TASKS AND EXERCISES ▸
a - In the article on digital signage dashboards for sales KPIs, what have companies increasingly relied on to better manage a team of sales reps?
b - Continue the article on digital signage dashboards for sales KPIs, beginning right after its final sentence.
>> BEGIN EXCERPT PROVIDED
Using digital signage dashboards to track sales KPIs

Sales is the central battleground for business competition, and sales teams certainly feel this pressure. Mantras like “always be closing” and ranked monthly quotas make sales a top-of-mind, always-on activity for your team. However, this pressure and competition can often lead to sales teams mistaking disorganized activity and movement with forward motion. In order to better manage a team of sales reps, companies have started increasingly relying on key performance indicator (KPI) metrics. Digital signage can be used to prominently display these KPIs on easily-viewed digital signage dashboard tools in your sales team’s office. Using digital signage displays to show dashboards of KPIs help keep the entire team on track and focused on achieving set company goals. In this article, we will describe five important KPI for your sales team to display on a digital signage dashboard in your office.
>> END EXCERPT PROVIDED
>> BEGIN RECORDED DATA
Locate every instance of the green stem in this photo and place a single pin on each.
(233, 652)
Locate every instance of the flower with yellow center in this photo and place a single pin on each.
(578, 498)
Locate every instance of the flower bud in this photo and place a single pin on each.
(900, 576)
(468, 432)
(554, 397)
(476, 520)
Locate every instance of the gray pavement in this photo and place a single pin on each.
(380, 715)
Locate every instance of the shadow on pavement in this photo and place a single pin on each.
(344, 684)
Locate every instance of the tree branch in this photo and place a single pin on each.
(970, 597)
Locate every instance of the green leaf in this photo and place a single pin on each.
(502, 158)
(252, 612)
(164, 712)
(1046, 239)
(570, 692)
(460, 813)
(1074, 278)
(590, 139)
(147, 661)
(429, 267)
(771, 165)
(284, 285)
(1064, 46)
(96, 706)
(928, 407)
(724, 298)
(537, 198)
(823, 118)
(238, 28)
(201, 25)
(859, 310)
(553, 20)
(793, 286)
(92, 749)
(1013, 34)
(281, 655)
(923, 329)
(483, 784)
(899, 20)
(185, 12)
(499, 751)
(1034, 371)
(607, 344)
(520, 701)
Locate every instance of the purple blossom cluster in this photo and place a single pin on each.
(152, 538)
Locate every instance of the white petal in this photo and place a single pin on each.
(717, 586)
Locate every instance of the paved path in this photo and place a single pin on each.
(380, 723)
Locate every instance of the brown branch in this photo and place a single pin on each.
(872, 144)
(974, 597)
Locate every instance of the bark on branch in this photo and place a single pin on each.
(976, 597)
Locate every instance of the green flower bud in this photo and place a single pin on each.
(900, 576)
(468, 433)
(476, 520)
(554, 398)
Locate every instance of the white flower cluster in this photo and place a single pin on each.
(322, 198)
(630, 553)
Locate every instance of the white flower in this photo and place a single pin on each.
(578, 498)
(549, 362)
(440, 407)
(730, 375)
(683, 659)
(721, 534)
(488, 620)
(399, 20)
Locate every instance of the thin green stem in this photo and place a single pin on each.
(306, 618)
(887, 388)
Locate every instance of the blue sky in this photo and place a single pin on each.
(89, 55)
>> END RECORDED DATA
>> BEGIN RECORDED DATA
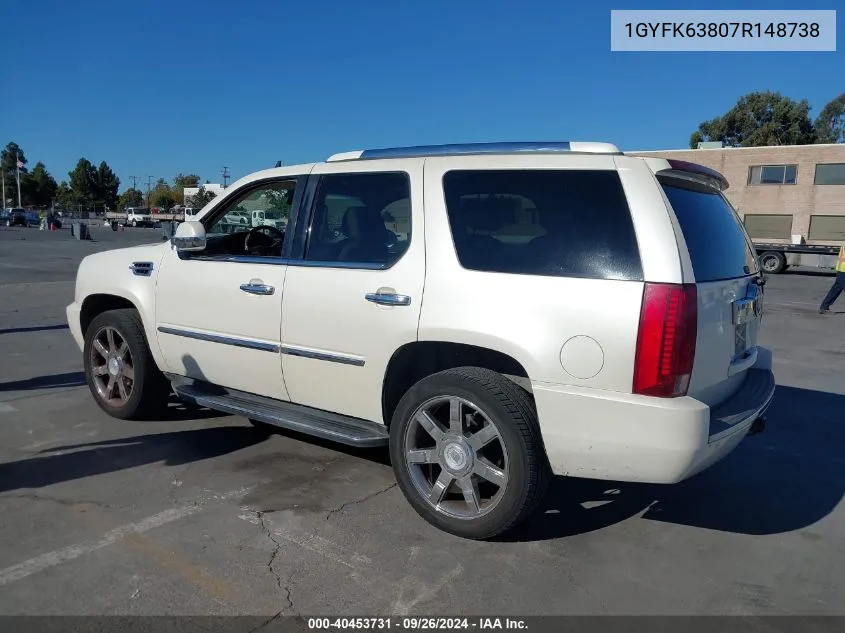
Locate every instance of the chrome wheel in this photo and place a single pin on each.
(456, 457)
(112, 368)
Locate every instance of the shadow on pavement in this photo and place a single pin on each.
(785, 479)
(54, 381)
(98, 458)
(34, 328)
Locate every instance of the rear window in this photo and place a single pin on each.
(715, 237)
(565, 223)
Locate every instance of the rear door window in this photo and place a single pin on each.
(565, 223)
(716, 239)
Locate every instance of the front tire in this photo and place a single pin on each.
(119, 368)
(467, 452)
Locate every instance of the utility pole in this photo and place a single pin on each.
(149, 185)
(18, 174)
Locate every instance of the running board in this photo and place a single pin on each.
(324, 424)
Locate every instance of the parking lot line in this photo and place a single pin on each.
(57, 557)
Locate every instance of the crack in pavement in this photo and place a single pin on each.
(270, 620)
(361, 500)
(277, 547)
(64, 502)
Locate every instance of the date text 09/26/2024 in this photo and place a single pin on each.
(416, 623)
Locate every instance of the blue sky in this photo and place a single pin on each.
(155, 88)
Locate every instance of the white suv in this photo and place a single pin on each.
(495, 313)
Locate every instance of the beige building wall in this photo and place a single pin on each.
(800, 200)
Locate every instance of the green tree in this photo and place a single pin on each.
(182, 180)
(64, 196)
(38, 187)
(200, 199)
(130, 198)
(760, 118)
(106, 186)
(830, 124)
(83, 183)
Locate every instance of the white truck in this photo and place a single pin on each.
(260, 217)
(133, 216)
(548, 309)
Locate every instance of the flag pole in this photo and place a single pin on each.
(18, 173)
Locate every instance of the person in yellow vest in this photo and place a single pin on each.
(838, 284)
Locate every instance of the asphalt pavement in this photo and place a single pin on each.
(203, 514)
>> END RECORDED DATA
>> BEGIN RECORDED DATA
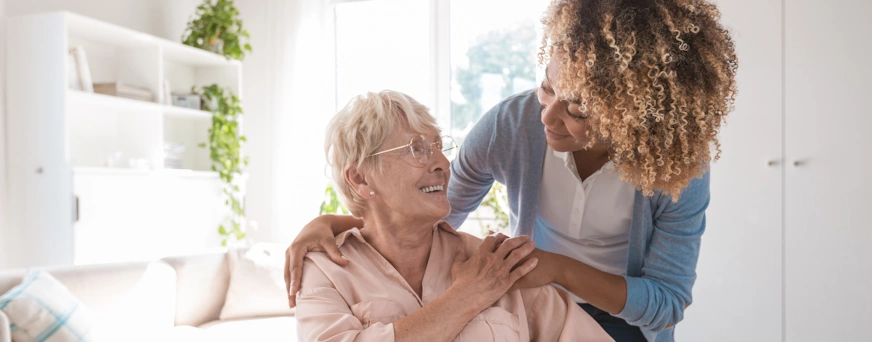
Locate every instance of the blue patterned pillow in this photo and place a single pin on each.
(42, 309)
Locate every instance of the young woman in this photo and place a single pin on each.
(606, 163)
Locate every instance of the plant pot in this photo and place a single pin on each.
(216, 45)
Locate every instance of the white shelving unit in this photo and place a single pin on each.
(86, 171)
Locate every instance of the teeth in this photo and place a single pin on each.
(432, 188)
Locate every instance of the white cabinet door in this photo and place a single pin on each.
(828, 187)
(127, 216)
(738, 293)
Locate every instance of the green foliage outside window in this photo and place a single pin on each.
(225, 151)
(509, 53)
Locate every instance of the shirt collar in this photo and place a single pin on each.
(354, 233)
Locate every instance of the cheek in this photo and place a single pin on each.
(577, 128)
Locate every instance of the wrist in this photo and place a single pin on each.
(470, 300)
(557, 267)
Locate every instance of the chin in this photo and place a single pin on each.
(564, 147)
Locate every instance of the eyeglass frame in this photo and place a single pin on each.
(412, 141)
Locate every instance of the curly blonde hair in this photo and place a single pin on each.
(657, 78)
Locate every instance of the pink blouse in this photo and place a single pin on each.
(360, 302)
>> END RECORDED DATA
ANSWER LIST ▸
a - Key performance indicator (KPI) metrics.

b -
1. Number of outreach actions

Rather than complex percentage or ratio relationships between metrics, sometimes simple totals are the best indicators. Your sales team should quantify the number of outreach actions made by each rep each month. The particulars of this metric will differ depending on your particular business, as your business may focus on calls, emails, or even door-to-door visits to increase sales. Whatever your outreach method is, the total number of these actions needs to be measured. Sometimes administrative tasks or activity further down the pipeline can get in the way of sales outreach efforts that fill this very pipeline itself, and any interruption in feeding your pipeline should be tracked and dealt with swiftly. By tracking this metric on a sales dashboard for a digital display, your team can quickly address any sales pipeline issues as soon as they arrive.

2. Sales revenue by product

Obviously, the main goal of sales teams is to make sales and increase revenues. As useful as a wide array of data may be for managing your sales team, don’t lose focus on the main goal. You can analyze metrics and interactions between variables all day, but, if you’re not making revenue hit the account, nothing else matters. On your digital signage dashboard, be sure to display the company’s sales revenue numbers each month (or even each week). Additionally, be sure to segment these revenue numbers by product or service line. A single revenue number can mask poor performance in other product line. As a result, it is best practice for your sales team to disentangle topline revenue and segment this revenue by product. This practice can help your team quickly determine if any particular products are falling behind and need special attention.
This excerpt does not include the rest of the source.